----- DOCUMENT PASSAGE -----

My friend Sarah, as planned, showed up at 1 p.m. By now it was both raining and snowing out. I said we had three options. We could hang out inside, we could go for a ride, or we could drive Hrimmi. She said we should do the latter. She was the motivator because it was (I thought) really nasty out.
We gathered together the necessary gear – the cart, the harness, the grooming implements, the boots, the driving whip, and Hrimmi’s bitless bridle. Had I really believed we were going to do this I would have gotten things together beforehand. This was why it took a while to locate things.
We finally got Hrimmi out and prepared her for ground driving. She was slow to move, so I used the supplement lid target. This motivated her some. Sarah drove, and I walked alongside Hrimmi, playing cheerleader/coach. Finally, we returned to feeding central, where Pete was waiting for our next venture, driving. We put the cart in place and hooked her up. I’d planned for Pete and I to walk alongside Hrimmi and for Sarah to drive. Pete wanted to bring Ryder, but I said no; what I didn’t add was that an additional hand might be needed if there was a mishap.

----- EXTRACTED RECORDS -----

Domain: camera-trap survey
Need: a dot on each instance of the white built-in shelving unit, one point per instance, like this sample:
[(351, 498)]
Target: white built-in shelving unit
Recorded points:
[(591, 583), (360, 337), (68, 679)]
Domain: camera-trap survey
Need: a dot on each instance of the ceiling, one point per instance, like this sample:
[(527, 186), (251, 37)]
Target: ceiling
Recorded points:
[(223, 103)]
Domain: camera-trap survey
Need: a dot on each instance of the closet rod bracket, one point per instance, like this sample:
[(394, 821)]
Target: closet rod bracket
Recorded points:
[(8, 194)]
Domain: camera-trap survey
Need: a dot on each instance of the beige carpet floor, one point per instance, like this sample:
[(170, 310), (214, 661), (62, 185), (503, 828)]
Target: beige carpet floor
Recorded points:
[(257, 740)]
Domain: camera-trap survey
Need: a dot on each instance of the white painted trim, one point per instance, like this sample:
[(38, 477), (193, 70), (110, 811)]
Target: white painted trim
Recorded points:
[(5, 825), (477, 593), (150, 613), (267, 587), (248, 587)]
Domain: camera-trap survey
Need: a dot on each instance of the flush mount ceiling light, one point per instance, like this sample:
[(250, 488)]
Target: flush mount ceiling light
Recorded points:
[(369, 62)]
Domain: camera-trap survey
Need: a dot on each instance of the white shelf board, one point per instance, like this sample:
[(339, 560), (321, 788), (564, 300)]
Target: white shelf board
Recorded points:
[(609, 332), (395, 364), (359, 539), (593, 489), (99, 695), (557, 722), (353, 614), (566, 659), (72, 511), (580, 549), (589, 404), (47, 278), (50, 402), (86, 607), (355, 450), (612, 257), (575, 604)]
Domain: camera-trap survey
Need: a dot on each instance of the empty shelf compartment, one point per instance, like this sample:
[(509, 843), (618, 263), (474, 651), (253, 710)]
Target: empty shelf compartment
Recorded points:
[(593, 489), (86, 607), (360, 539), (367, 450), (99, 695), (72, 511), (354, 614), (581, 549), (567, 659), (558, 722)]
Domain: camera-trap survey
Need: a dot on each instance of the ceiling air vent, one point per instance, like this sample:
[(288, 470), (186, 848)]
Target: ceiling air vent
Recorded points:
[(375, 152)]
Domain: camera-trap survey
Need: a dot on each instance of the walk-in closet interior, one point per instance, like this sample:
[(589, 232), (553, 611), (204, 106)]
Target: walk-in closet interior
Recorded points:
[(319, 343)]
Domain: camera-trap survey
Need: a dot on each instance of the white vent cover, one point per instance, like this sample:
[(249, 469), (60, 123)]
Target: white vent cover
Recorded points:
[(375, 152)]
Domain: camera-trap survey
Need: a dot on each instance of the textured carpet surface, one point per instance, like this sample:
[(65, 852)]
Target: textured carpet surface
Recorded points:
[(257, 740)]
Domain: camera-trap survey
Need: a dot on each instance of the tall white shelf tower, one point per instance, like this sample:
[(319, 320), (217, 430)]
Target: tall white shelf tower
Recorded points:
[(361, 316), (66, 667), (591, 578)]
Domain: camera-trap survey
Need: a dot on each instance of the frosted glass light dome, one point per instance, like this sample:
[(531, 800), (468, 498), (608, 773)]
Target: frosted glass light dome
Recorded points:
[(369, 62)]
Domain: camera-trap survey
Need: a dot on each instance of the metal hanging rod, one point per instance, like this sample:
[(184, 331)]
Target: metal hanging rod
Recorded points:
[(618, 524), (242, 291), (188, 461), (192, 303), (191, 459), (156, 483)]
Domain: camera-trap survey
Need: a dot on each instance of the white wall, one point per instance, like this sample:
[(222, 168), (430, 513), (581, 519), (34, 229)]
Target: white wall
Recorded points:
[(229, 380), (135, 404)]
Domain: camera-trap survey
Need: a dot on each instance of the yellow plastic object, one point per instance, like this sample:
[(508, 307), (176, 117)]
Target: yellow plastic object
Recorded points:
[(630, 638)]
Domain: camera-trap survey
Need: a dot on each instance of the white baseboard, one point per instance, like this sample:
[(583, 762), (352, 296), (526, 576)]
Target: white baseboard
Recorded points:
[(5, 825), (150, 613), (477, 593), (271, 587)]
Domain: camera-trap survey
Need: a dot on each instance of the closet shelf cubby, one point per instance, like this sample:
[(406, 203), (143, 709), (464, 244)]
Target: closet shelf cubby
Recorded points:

-----

◆ **STUDY QUESTIONS**
#1 From the passage about driving Hrimmi above, copy out everything from "My friend Sarah, as" down to "really nasty out.".
#2 Say whether each statement agrees with the passage about driving Hrimmi, and quote the words that decide it: (a) Sarah arrived at 1 p.m. (b) The gear had been gathered ahead of time. (c) Pete was allowed to bring Ryder along.

◆ **TASK RESULTS**
#1
My friend Sarah, as planned, showed up at 1 p.m. By now it was both raining and snowing out. I said we had three options. We could hang out inside, we could go for a ride, or we could drive Hrimmi. She said we should do the latter. She was the motivator because it was (I thought) really nasty out.

#2
(a) Yes: "My friend Sarah, as planned, showed up at 1 p.m."
(b) No: "Had I really believed we were going to do this I would have gotten things together beforehand."
(c) No: "Pete wanted to bring Ryder, but I said no"